» Using the information:
**a.** Condense the paragraph beginning "Resolution: The administration console" from the Cloud UI heap size instructions below into a short bulleted list that keeps its main facts.
**b.** In the Cloud UI heap size instructions below, what tool must be installed to create the configuration file containerdata.json?
**c.** Pick up the Cloud UI heap size instructions below where they stop and write the next part.

Resolution: The administration console that supports the Cloud UI might be running out of Java heap space, causing login failures. This issue is expected to be fixed in a future release. As a workaround, you can manually increase the heap size.

In the current release, there is no direct way to change the Java heap size in the UI, so you need to increase the heap size as follows:

  1. For convenience, you can store the IP address of the host machine where the Cloud UI is running in the ADMIN_IP environment variable. Alternatively, replace $ADMIN_IP in the commands shown with the IP address.
  2. Create a file with your current configuration, here containerdata.json (requires that you have jq installed):

    curl -u admin http://$ADMIN_IP:12400/api/v1/platform/infrastructure/container-sets/admin-consoles/containers/admin-console > containerdata.json

    When prompted, enter the password you use to log into the Cloud UI.

» Data excerpts:
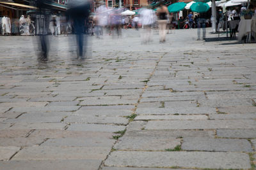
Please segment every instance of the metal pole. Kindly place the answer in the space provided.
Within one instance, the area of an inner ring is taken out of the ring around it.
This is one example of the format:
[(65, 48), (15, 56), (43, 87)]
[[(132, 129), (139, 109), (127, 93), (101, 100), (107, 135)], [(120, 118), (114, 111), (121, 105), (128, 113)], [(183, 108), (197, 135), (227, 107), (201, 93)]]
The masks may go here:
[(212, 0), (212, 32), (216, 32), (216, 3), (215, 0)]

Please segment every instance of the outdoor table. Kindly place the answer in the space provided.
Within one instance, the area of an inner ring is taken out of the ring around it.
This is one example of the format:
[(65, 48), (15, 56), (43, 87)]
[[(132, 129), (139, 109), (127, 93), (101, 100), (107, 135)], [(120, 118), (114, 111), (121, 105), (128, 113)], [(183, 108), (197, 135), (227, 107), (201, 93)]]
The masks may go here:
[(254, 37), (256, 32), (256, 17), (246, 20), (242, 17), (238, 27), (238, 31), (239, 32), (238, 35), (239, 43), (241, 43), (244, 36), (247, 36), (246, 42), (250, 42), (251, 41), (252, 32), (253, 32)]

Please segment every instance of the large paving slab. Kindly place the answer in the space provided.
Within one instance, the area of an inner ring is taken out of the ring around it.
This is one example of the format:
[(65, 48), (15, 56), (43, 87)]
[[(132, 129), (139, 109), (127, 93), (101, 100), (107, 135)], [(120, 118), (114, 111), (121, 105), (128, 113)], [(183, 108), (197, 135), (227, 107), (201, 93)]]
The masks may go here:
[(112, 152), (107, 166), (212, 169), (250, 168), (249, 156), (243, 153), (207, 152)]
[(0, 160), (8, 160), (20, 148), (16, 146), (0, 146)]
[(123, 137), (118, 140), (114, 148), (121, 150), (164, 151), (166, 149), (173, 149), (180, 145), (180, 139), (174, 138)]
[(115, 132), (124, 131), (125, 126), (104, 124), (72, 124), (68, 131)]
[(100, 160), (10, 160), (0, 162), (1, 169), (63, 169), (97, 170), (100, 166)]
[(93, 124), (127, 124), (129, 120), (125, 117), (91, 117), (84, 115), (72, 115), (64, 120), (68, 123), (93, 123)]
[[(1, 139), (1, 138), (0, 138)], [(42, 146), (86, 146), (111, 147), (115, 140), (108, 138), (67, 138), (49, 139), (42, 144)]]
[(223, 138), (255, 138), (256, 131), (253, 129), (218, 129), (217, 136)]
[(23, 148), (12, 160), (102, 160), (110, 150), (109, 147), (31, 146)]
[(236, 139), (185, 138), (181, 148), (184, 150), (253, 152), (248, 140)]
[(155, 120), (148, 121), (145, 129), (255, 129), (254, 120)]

» Answers for each item:
**a.**
- Login failures may occur because the administration console behind the Cloud UI is running out of Java heap space.
- A fix is expected in a future release.
- As a workaround, the heap size can be increased manually.

**b.** jq

**c.**
  3. Filter the output file to a format that you can modify and push back into the system. If this step fails, do not push the file back into the system as this can prevent the admin console container from starting up.

    jq '.config | .env' containerdata.json > containerdata_new.json
  4. Open the containerdata_new.json file in your favorite editor and locate this line:

    "ADMINCONSOLE_JAVA_OPTIONS=-Djute.maxbuffer=33554432 -Xmx256M -Xms256M",
  5. Increase the Java heap size by changing the values for Xmx and Xms to 1024 or 4096, depending on the size of your host machine. For example: Change the values to -Xmx1024M -Xms1024M.
  6. Save the configuration and exit the editor.
  7. Apply the new configuration:

    curl -XPATCH -u admin http://$ADMIN_IP:12400/api/v1/platform/infrastrucure/container-sets/admin-consoles/containers/admin-console -d @containerdata_new.json
  8. On the host machine where the Cloud UI administration console is running, recreate the Cloud UI:

    docker stop frc-admin-consoles-admin-console && docker rm -f frc-admin-consoles-admin-console

    If you prefer, you can use the HTTPS protocol on port 12443, but it currently supports only a self-signed certificate. Alternatively, you can perform the step from localhost.

  9. Log into the Cloud UI administration console to confirm that the issue is resolved.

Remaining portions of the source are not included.